Pick out each line in the entries below that contains the string "framed". Case counts, so match capitals and lowercase letters exactly.

━━━━━━━━━━━━━━━━━━━━

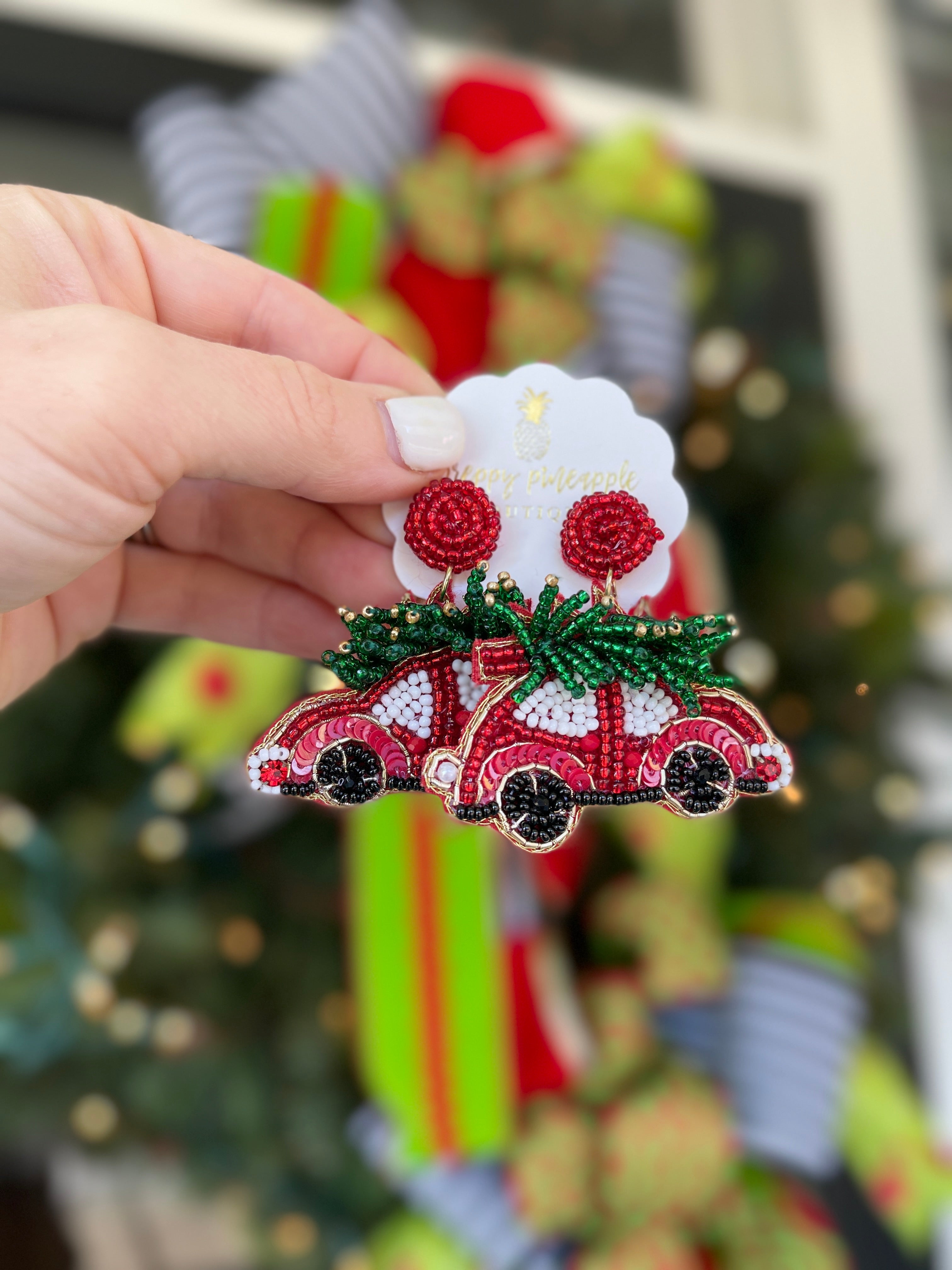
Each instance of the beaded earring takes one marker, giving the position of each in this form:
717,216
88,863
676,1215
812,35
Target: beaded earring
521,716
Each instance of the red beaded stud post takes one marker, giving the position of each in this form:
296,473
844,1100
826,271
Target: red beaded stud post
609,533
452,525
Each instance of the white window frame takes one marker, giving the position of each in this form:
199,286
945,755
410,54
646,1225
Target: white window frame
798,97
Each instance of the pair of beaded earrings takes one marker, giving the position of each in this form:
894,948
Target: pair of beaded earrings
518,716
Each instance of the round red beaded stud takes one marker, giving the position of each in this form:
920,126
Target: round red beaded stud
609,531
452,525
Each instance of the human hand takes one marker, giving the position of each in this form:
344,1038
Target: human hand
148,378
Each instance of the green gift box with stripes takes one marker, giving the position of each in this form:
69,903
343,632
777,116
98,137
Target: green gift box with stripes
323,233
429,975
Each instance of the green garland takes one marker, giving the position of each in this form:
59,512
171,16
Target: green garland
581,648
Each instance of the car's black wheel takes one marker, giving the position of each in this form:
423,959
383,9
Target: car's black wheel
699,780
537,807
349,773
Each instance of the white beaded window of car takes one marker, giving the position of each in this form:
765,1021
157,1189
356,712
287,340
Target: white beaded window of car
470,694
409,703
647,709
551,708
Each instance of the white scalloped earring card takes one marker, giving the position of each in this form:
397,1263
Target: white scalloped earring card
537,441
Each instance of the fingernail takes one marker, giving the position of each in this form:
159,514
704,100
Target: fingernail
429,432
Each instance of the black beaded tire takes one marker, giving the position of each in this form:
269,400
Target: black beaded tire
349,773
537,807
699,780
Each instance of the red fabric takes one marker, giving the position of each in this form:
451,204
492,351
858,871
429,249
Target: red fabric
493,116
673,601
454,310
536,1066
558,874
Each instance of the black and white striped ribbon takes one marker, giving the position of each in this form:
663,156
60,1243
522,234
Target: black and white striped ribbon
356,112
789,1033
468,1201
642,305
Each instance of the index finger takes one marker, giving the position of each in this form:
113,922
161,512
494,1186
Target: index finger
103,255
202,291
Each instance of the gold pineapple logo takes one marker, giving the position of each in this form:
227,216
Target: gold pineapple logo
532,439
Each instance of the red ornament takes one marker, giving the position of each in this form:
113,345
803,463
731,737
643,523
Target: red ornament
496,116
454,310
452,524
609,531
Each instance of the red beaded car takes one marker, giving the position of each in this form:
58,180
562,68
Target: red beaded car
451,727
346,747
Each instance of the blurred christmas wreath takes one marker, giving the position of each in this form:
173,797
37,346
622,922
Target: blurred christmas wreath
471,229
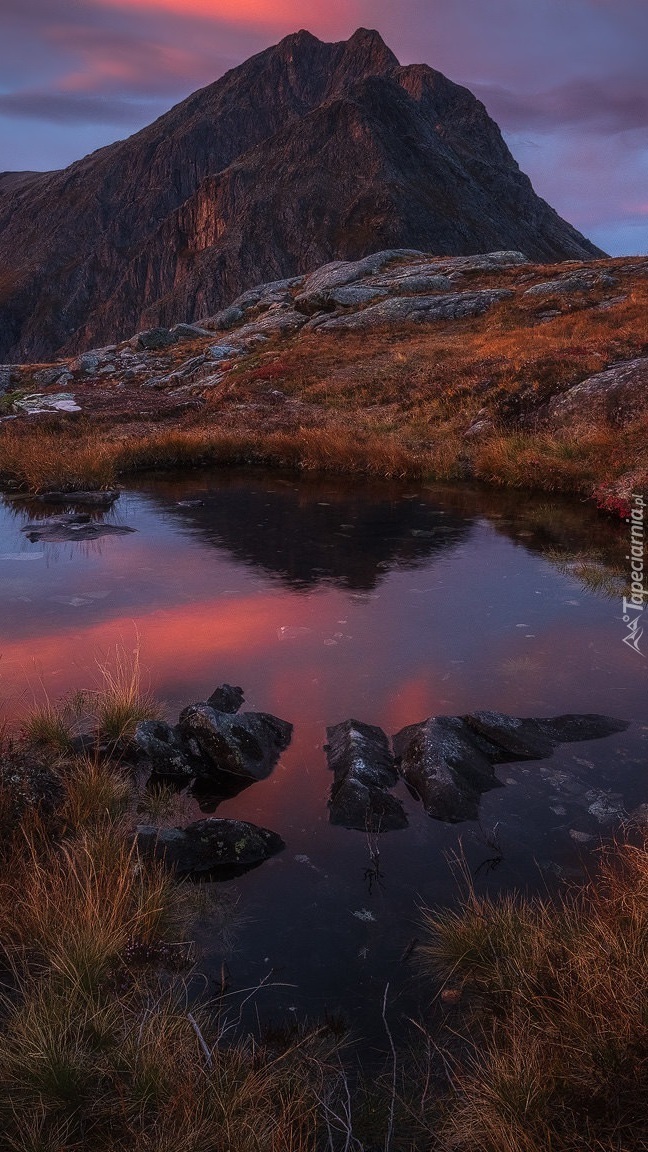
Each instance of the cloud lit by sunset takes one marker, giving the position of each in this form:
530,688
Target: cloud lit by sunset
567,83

━━━━━━━━━━━━━━━━━━━━

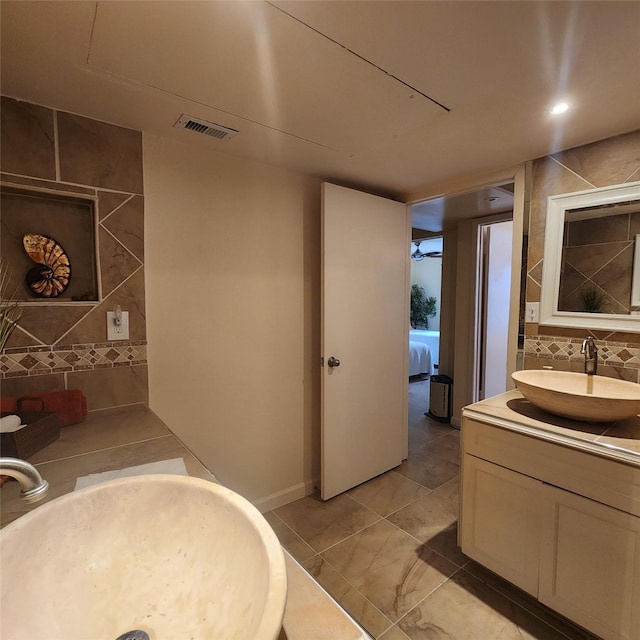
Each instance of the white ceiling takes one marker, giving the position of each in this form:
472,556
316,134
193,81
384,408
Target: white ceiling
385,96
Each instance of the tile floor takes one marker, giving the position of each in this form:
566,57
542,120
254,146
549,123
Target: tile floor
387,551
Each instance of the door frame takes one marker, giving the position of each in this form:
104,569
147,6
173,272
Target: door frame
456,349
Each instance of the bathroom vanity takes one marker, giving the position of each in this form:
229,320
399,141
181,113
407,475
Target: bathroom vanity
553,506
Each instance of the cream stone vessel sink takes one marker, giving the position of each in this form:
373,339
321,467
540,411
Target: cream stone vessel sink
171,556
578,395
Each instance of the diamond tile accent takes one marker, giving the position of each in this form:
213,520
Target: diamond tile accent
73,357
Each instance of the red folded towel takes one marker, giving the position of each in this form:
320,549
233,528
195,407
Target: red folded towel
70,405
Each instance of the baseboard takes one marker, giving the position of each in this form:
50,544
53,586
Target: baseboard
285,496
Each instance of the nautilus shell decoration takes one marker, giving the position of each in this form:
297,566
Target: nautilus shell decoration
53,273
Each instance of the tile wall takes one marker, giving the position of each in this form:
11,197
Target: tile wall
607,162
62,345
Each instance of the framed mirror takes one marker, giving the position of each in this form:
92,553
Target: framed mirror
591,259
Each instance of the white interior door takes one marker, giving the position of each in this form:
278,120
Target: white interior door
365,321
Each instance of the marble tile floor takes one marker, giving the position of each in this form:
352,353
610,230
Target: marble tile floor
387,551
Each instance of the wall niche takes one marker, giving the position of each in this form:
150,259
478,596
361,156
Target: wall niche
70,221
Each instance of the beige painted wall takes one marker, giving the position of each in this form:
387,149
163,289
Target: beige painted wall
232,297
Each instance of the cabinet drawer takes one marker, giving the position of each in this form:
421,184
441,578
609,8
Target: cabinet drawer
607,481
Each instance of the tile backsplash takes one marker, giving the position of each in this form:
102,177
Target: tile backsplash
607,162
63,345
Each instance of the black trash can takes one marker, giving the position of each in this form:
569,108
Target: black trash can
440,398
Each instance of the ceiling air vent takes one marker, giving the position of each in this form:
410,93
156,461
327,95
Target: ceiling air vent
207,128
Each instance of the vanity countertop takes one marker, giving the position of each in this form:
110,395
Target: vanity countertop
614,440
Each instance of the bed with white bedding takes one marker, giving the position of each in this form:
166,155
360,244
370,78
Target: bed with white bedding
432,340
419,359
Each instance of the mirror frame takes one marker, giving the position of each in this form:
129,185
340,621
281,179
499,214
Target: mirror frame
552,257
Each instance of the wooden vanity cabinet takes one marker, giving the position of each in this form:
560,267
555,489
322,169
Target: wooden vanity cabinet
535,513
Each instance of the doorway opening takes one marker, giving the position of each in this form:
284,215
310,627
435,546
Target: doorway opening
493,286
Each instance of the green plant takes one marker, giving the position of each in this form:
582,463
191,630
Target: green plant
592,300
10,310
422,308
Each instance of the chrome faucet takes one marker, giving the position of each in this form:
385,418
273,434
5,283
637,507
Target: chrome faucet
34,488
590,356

━━━━━━━━━━━━━━━━━━━━

#### [TASK ANSWER]
Each instance of the framed mirror takes one marker, giving the position of each in this form:
Target: framed mirror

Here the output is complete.